=== Records supplied ===

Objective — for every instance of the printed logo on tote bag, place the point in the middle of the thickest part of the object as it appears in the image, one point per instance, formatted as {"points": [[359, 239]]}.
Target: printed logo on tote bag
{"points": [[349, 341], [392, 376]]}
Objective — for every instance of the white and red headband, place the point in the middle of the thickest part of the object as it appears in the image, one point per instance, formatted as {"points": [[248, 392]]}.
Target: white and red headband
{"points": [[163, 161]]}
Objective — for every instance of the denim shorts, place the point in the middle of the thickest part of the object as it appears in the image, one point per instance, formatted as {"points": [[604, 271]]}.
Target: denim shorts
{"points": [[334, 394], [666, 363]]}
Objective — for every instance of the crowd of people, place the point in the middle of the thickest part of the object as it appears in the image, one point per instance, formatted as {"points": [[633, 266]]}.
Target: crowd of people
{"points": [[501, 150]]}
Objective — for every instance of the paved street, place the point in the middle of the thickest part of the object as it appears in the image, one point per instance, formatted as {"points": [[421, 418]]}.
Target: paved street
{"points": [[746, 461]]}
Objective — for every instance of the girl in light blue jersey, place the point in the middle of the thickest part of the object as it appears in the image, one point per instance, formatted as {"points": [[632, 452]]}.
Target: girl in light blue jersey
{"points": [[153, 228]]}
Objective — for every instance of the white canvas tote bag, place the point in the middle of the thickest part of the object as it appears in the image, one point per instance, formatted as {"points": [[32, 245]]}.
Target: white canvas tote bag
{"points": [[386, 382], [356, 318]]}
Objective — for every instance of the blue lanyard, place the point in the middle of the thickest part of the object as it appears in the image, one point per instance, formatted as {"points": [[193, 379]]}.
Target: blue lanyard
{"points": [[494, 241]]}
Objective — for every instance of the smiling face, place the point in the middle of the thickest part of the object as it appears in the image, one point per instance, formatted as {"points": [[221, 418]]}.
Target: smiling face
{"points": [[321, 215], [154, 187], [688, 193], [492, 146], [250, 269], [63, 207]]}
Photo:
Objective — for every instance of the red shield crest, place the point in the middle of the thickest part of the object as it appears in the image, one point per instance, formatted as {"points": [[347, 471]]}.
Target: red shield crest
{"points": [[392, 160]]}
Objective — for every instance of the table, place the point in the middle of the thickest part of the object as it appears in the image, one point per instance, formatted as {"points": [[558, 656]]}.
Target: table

===

Requirement:
Write out the records again from the line that contains "Objective — for every instance of the white canvas" through the end of the records, swapping "thickest part" for "widest part" and leaving everything else unchanged.

Task output:
Objective — for every instance of the white canvas tote bag, place the point in the middle of the widest part of the object as it appears in the image, one point per instance, formatted as {"points": [[32, 245]]}.
Target: white canvas tote bag
{"points": [[386, 382], [356, 318]]}
Objective — for every instance of the blue lanyard, place the point in the middle of the widest part of the object as it appears in the image, one point per instance, formatted as {"points": [[193, 379]]}.
Target: blue lanyard
{"points": [[494, 241]]}
Objective — for every instance of the smiling face, place the point in the middle of the widest part of the object as it appears in the image, one point per instance, formatted as {"points": [[221, 418]]}.
Target: smiling face
{"points": [[321, 215], [154, 187], [688, 193], [492, 146], [250, 269], [63, 207]]}
Photo:
Objective — for every instance of the red shield crest, place the point in the middle of the widest part of the object as it appears in the image, one point per instance, formatted as {"points": [[347, 471]]}.
Target: red shield crest
{"points": [[392, 160]]}
Objective — for every instance of the table, place the point in the middle of the widest part of the object as it appears in the image, one point per instance, formatted as {"points": [[558, 656]]}.
Target: table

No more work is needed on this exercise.